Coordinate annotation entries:

* BEGIN *

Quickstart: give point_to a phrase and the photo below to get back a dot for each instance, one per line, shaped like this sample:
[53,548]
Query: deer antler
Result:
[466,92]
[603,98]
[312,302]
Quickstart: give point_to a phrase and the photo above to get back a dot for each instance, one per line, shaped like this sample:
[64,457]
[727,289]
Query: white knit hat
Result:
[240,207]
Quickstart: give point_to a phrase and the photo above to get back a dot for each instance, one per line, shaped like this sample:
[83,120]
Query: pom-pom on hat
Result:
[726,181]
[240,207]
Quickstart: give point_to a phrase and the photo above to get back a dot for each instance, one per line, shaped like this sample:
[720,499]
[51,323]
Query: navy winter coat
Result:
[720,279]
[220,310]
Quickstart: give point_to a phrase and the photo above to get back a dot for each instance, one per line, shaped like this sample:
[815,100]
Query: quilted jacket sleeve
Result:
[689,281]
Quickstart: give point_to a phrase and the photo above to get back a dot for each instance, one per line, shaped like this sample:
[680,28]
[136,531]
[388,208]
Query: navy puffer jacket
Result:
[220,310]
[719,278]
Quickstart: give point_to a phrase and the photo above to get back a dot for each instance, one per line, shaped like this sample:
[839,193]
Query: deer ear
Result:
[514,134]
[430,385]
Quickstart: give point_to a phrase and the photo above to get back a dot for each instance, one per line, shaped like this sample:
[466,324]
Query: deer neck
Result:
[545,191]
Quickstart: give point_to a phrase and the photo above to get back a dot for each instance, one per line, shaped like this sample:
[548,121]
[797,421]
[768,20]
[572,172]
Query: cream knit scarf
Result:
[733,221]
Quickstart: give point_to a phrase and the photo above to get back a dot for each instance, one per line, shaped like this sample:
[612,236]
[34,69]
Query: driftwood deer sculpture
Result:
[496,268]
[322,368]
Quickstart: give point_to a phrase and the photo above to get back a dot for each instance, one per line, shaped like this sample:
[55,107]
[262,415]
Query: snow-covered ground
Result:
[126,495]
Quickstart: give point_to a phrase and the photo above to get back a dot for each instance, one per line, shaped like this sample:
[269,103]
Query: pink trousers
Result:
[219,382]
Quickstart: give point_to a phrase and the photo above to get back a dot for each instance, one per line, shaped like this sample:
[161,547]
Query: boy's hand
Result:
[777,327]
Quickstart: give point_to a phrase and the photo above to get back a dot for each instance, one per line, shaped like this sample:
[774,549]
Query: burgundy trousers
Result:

* END *

Problem statement ::
Print all of the data exactly as it was given.

Finished task ::
Quickstart: give point_to a phrase and the photo below to get back a dot for each instance, one per line, shaped like this sample:
[53,548]
Query: deer antler
Result:
[466,92]
[603,98]
[312,302]
Quickstart: give point_to a phrase and the photo above to get back a dot for each instance, one per line, shaped like this sample:
[64,457]
[727,289]
Query: white knit hat
Result:
[240,207]
Quickstart: give point_to a phrase and the photo above to get back a dot for each instance, one per line, shaped like this sample:
[83,120]
Query: pom-pom on hat
Result:
[726,181]
[240,207]
Quickstart: give point_to a phrase and the photo above to get back a dot for each instance, one per line, shaped like this sample:
[720,499]
[51,323]
Query: navy winter coat
Result:
[720,279]
[220,310]
Quickstart: give point_to a phrase and the photo above to get back a dot for each instance, one per line, shaped like this sample:
[815,100]
Query: quilted jacket sleeve
Result:
[689,281]
Quickstart: give point_to a phrase and the photo above to get back a dot for each instance, one per line, shaped like this sample:
[680,28]
[136,531]
[388,208]
Query: navy puffer jacket
Result:
[220,310]
[719,278]
Quickstart: give point_to a phrase and the photo above to get back a dot for each instance, one per line, shaped like this sample:
[839,193]
Query: deer ear
Result:
[514,134]
[430,385]
Quickstart: give point_to a phrase and the photo above to get back a dot for each instance, one per line, shaped like this sample:
[466,324]
Query: deer neck
Result:
[545,191]
Quickstart: give point_to a phrase and the photo above to get back a dot for each instance, one per line, shaped like this sample:
[548,121]
[797,421]
[768,20]
[572,172]
Query: cream knit scarf
Result:
[733,221]
Quickstart: give point_to a phrase and the photo above to get back a dot for each instance, one per line, shaped like this sample:
[612,236]
[34,69]
Query: driftwood deer sculpture
Result:
[496,268]
[322,368]
Quickstart: give point_to a phrase and the photo above to get back a dot for each instance, one per line, shaped like this sample:
[55,107]
[262,415]
Query: snow-covered ground
Result:
[126,495]
Quickstart: give point_to a phrase and the photo above to get back a dot for each instance, one per line, shaped like this sample:
[269,103]
Query: pink trousers
Result:
[219,382]
Quickstart: give point_to a phrase and the photo above to get back a dot for each instance, one per line, shaped like this sample:
[161,547]
Query: boy's hand
Result:
[777,327]
Quickstart: give point_to a phrase and the photo above to get back a dot for each instance, one per line, shaped like this sample:
[774,549]
Query: burgundy trousers
Result:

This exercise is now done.